Objetivo de la tarea - Reproduce los registros desde la línea que contiene "Where can you find the white t-shirt" hasta el final de los registros, con todas sus líneas, también las que no llevan coordenadas. Desplaza las coordenadas de las respuestas sumando -16 a cada número.

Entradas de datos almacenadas
┏━━

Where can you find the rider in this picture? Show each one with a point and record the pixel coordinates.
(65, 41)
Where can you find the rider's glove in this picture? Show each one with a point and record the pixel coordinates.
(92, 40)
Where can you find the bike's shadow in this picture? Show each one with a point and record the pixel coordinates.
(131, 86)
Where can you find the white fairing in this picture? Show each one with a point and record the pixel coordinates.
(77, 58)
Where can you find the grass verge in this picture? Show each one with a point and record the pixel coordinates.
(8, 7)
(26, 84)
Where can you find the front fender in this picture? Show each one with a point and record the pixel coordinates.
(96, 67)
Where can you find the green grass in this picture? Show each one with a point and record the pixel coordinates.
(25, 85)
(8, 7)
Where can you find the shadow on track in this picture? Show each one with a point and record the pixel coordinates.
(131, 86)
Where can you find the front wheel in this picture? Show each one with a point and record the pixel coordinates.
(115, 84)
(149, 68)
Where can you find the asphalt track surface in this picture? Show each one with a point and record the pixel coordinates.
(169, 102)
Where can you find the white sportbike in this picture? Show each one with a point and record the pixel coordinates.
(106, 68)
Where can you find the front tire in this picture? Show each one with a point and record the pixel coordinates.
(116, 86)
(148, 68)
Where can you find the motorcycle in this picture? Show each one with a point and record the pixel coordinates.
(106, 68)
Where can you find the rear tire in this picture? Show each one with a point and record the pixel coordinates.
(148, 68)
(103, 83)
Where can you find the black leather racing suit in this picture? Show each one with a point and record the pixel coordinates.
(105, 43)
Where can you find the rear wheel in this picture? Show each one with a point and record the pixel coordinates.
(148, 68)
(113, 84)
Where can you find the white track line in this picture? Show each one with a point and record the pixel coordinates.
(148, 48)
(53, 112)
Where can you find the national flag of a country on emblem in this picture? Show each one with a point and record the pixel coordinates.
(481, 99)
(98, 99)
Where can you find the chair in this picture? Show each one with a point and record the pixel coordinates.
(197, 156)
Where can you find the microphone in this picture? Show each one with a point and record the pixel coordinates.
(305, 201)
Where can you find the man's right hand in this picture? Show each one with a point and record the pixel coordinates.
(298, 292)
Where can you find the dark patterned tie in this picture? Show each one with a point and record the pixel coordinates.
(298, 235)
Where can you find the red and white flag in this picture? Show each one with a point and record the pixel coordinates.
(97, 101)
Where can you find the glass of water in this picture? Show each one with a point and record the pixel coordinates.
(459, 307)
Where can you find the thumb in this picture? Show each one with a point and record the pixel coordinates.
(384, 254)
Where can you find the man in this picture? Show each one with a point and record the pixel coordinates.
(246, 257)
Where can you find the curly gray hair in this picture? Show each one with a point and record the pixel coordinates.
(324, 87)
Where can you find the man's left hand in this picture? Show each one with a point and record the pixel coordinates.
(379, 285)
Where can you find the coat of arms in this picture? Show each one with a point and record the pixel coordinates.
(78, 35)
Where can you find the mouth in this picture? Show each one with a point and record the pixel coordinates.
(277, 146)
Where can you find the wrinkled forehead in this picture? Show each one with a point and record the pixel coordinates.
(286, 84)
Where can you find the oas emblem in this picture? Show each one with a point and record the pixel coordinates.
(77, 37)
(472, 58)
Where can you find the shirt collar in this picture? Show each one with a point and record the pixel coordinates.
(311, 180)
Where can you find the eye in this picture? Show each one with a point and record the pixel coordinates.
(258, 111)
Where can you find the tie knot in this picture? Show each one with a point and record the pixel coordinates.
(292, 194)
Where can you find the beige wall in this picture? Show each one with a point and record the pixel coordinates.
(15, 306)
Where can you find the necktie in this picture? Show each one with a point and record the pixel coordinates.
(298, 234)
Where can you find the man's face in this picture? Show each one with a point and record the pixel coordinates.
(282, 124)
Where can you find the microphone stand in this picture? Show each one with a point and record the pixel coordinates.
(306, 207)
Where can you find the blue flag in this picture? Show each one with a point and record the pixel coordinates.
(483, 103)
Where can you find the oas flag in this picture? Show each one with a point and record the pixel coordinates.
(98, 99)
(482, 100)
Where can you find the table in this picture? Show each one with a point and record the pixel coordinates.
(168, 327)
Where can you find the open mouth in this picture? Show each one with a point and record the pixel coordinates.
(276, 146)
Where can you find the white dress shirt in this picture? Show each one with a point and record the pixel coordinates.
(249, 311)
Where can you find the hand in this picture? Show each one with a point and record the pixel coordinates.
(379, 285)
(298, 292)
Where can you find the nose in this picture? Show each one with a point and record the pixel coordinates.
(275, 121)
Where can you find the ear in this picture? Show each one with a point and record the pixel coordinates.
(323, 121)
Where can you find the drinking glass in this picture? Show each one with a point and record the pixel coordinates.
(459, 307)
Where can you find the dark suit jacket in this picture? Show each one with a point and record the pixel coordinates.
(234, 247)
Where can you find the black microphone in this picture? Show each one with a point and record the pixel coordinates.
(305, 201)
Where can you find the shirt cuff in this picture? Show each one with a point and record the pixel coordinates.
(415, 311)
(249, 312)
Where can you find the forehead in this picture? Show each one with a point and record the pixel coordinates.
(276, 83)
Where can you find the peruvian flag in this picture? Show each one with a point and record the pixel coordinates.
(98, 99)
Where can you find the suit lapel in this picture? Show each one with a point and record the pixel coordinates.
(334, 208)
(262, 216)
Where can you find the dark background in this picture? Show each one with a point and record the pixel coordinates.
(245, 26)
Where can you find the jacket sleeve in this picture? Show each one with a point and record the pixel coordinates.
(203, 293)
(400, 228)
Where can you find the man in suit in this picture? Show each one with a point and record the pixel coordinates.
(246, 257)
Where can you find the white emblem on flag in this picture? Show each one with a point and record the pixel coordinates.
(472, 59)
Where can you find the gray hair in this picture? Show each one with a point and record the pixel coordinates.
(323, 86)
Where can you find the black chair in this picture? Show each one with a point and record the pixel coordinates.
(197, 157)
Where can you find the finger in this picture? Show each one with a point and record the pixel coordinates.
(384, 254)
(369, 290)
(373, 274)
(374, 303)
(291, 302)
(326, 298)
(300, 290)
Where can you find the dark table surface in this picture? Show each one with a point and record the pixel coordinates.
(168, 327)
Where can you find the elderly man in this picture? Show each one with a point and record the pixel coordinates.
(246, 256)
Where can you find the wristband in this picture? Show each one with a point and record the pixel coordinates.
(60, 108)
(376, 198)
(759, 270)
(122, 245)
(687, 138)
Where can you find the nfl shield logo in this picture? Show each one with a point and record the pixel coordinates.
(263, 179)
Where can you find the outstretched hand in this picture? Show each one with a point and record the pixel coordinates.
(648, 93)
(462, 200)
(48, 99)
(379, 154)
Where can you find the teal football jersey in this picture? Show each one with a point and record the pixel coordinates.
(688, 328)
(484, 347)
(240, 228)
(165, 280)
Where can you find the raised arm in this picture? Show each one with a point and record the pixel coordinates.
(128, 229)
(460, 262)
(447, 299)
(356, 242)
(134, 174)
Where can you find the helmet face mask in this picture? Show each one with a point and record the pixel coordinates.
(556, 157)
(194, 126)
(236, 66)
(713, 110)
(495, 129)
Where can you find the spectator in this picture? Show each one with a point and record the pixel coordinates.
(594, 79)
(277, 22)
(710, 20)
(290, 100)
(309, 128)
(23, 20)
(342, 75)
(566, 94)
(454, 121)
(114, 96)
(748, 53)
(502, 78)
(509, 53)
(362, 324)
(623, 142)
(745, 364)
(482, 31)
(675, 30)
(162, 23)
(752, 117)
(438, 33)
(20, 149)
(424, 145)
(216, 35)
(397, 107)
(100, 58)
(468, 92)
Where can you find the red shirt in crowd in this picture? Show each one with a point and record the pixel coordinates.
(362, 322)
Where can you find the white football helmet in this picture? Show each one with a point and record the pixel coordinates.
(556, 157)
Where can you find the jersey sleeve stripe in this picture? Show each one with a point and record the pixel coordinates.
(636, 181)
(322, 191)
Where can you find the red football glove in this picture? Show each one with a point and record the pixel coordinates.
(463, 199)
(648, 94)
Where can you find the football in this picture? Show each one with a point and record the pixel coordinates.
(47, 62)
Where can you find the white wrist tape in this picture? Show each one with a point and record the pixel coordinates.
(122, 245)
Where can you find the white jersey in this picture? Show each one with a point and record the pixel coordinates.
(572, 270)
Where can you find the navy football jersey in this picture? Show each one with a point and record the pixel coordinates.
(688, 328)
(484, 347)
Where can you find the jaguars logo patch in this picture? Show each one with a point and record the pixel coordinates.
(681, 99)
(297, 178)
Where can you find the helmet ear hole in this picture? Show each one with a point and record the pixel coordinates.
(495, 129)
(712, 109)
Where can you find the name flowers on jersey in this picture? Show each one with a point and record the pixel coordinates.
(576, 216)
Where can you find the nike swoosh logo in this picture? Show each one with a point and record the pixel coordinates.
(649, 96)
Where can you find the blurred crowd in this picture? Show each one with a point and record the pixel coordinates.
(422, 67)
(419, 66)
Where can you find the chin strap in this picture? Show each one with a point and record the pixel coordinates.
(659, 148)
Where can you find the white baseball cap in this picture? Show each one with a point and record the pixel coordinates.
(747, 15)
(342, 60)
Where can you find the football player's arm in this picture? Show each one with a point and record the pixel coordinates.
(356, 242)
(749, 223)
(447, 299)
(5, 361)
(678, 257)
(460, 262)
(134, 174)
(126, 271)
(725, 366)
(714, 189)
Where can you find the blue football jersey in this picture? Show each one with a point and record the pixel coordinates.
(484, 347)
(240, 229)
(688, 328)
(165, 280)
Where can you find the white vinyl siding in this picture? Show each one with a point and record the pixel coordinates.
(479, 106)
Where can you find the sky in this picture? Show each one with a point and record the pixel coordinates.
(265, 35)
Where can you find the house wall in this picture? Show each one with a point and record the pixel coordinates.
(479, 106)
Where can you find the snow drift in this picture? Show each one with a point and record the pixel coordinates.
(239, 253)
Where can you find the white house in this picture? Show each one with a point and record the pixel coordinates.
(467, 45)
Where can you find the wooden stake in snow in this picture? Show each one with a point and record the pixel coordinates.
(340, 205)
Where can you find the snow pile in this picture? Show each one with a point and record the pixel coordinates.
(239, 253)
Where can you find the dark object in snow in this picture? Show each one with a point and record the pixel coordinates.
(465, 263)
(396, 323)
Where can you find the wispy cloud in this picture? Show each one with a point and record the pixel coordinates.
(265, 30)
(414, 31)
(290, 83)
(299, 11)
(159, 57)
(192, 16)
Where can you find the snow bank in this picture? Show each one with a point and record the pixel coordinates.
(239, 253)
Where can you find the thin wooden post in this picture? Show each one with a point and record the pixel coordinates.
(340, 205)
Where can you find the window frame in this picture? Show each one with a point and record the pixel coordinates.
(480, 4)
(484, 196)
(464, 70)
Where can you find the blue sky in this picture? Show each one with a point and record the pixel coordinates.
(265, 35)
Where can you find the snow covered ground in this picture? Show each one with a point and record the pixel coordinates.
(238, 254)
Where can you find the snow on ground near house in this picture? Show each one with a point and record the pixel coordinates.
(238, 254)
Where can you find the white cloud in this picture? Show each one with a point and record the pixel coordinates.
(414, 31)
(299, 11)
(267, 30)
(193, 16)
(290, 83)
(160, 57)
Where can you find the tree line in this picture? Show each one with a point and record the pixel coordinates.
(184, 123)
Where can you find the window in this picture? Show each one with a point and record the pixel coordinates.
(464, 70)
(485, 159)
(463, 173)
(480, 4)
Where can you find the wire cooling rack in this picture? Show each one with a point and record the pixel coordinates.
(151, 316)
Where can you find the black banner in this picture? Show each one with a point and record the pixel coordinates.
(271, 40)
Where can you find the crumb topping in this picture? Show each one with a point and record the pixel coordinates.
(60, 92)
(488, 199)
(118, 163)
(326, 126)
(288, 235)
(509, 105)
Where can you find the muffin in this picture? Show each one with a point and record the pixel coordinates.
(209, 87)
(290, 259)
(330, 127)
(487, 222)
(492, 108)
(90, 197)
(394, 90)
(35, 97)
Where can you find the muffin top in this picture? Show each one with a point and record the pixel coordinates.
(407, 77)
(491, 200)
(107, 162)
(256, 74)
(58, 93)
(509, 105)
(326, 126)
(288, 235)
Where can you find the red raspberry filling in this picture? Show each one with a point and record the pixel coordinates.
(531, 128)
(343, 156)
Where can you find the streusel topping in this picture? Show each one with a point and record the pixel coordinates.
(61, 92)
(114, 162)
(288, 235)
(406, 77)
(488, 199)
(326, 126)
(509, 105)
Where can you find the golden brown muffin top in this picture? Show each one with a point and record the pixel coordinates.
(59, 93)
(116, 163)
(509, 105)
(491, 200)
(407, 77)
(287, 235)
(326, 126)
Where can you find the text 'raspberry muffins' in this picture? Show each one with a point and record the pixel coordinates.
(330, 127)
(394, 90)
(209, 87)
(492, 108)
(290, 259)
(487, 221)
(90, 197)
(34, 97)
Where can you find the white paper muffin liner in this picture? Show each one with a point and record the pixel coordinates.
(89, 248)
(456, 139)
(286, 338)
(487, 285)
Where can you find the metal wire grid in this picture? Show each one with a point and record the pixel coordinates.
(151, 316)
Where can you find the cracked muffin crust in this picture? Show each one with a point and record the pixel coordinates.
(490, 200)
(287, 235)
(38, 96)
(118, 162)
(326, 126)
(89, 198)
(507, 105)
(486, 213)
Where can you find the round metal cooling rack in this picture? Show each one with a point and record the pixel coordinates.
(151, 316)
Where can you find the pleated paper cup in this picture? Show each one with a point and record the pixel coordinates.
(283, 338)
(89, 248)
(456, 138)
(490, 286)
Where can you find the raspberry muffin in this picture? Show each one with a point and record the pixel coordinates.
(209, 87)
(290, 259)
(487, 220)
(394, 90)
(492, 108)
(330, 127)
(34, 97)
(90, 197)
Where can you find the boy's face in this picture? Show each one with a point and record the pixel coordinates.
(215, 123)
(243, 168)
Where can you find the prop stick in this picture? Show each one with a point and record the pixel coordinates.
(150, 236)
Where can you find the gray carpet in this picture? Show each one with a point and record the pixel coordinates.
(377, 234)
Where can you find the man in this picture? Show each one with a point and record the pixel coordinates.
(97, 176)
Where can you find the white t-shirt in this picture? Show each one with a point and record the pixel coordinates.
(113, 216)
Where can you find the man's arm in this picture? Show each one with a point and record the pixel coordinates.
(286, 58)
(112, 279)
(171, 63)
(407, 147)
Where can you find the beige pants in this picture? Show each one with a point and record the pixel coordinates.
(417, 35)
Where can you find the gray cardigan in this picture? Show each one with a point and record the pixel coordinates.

┗━━

Solución de la tarea -
Where can you find the white t-shirt in this picture? Show each one with a point and record the pixel coordinates.
(97, 200)
Where can you find the man's arm in this picture? Show each one with a point and record the pixel coordinates.
(270, 42)
(96, 263)
(155, 47)
(391, 131)
Where can you find the beige pants in this picture? Show each one with a point and record the pixel coordinates.
(401, 19)
Where can you find the gray cardigan in this picture? Show each one with a point and record the pixel coordinates.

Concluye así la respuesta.